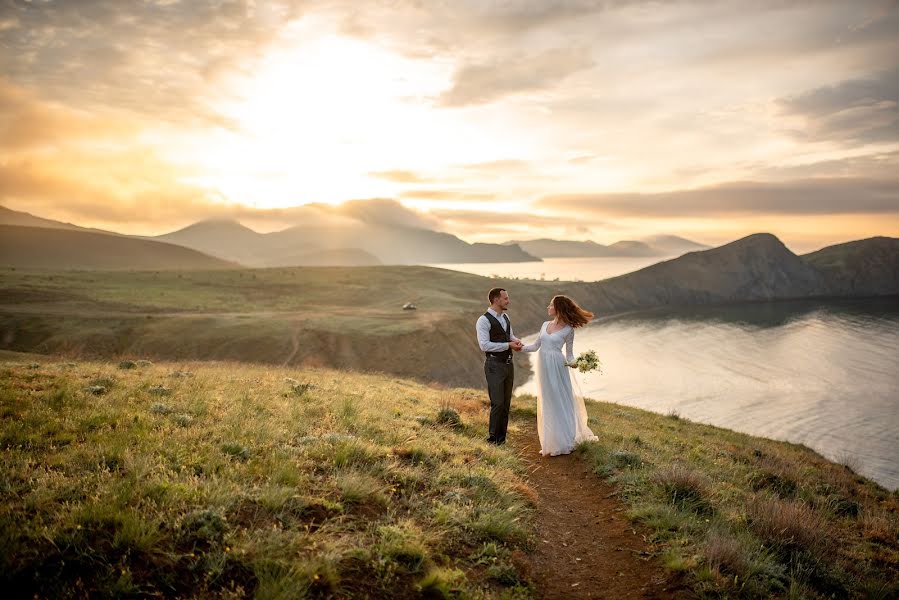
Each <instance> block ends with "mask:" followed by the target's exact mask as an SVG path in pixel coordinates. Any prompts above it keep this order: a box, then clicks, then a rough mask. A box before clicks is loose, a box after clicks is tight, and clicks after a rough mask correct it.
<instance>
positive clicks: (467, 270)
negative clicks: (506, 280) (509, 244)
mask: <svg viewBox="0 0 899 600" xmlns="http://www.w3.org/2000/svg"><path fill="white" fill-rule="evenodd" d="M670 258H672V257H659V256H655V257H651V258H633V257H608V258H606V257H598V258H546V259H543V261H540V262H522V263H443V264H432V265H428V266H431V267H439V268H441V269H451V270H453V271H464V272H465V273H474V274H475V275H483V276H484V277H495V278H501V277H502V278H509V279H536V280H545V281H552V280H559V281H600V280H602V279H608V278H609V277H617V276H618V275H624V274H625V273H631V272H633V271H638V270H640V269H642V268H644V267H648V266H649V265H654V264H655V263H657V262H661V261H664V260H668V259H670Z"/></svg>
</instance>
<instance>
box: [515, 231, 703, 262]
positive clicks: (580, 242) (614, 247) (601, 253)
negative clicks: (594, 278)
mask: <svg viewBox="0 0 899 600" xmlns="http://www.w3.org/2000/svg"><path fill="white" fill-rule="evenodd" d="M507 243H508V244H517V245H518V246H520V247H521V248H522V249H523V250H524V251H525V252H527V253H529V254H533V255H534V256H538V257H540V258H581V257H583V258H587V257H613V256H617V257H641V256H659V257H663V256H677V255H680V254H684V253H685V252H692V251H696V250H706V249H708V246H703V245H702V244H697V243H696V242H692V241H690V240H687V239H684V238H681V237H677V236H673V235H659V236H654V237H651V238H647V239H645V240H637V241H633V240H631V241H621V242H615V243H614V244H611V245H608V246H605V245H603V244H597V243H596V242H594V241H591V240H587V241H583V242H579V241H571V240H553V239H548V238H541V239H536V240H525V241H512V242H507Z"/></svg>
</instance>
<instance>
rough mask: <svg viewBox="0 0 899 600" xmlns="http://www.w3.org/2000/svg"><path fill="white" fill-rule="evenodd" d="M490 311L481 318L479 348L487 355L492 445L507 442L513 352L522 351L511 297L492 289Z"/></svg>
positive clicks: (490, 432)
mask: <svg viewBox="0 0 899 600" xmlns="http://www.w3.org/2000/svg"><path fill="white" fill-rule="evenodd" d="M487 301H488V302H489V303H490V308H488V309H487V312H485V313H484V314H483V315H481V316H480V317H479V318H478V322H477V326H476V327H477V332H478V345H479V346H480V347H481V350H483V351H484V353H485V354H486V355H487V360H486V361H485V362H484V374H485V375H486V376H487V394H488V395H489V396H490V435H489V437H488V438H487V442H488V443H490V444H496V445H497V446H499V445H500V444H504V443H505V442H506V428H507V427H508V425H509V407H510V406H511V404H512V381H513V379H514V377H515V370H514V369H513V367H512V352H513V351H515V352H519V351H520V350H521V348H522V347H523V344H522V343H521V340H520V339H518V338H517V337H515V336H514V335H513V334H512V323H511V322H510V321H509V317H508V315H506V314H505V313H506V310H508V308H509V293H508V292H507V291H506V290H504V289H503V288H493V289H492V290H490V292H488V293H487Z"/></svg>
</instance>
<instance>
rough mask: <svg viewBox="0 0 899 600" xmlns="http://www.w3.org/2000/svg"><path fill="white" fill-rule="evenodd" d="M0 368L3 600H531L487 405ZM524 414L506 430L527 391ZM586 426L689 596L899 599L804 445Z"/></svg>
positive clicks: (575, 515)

-- THE PROBLEM --
Copy every record exactly, leaving the pictures out.

-- ANSWER SPACE --
Each <instance> block ends with "mask:" followed by the target's exact mask as an SVG path in pixel coordinates. Any prompts above it keep this order: a box, then clicks, then a rough mask. A box before clicks is loose, a box after clicks is tight, and clicks after a rough mask correct it.
<instance>
positive clicks: (467, 270)
negative clicks: (506, 280) (509, 244)
mask: <svg viewBox="0 0 899 600" xmlns="http://www.w3.org/2000/svg"><path fill="white" fill-rule="evenodd" d="M670 258H672V257H659V256H655V257H651V258H633V257H608V258H606V257H598V258H546V259H543V261H540V262H522V263H443V264H432V265H428V266H431V267H439V268H441V269H451V270H453V271H464V272H465V273H474V274H475V275H483V276H484V277H495V278H501V277H502V278H509V279H536V280H545V281H552V280H559V281H600V280H602V279H608V278H609V277H617V276H618V275H624V274H625V273H631V272H633V271H638V270H640V269H642V268H644V267H648V266H649V265H654V264H655V263H657V262H661V261H664V260H668V259H670Z"/></svg>
</instance>
<instance>
box: [515, 231, 703, 262]
positive clicks: (580, 242) (614, 247) (601, 253)
negative clicks: (594, 278)
mask: <svg viewBox="0 0 899 600" xmlns="http://www.w3.org/2000/svg"><path fill="white" fill-rule="evenodd" d="M507 243H508V244H517V245H518V246H520V247H521V248H522V249H523V250H524V251H525V252H527V253H529V254H533V255H534V256H538V257H540V258H581V257H583V258H587V257H613V256H617V257H641V256H659V257H663V256H677V255H680V254H684V253H685V252H692V251H696V250H706V249H708V246H703V245H702V244H697V243H696V242H692V241H690V240H687V239H684V238H681V237H677V236H673V235H659V236H654V237H651V238H647V239H645V240H637V241H633V240H631V241H621V242H615V243H614V244H611V245H608V246H605V245H603V244H597V243H596V242H594V241H591V240H587V241H583V242H579V241H571V240H553V239H548V238H541V239H536V240H525V241H512V242H507Z"/></svg>
</instance>
<instance>
rough mask: <svg viewBox="0 0 899 600" xmlns="http://www.w3.org/2000/svg"><path fill="white" fill-rule="evenodd" d="M490 311L481 318L479 348L487 355L492 445L507 442L513 352L522 351L511 297L492 289Z"/></svg>
positive clicks: (490, 432)
mask: <svg viewBox="0 0 899 600" xmlns="http://www.w3.org/2000/svg"><path fill="white" fill-rule="evenodd" d="M487 301H488V302H489V303H490V308H488V309H487V312H485V313H484V314H483V315H481V316H480V317H479V318H478V322H477V326H476V327H477V332H478V345H479V346H480V347H481V350H483V351H484V353H485V354H486V355H487V360H486V361H485V362H484V374H485V375H486V376H487V394H488V395H489V396H490V435H489V437H488V438H487V442H488V443H490V444H496V445H497V446H499V445H500V444H504V443H505V442H506V428H507V427H508V425H509V407H510V406H511V404H512V381H513V379H514V377H515V370H514V369H513V367H512V352H513V351H515V352H519V351H520V350H521V348H522V347H523V344H522V343H521V340H520V339H518V338H517V337H515V336H514V335H513V334H512V323H511V322H510V321H509V317H508V315H506V314H505V313H506V310H508V308H509V293H508V292H507V291H506V290H504V289H503V288H493V289H492V290H490V292H488V293H487Z"/></svg>
</instance>
<instance>
rough mask: <svg viewBox="0 0 899 600" xmlns="http://www.w3.org/2000/svg"><path fill="white" fill-rule="evenodd" d="M0 368L3 600H531L487 405ZM524 414L506 430L527 391ZM586 426L689 596L899 599L804 445Z"/></svg>
positive clicks: (575, 515)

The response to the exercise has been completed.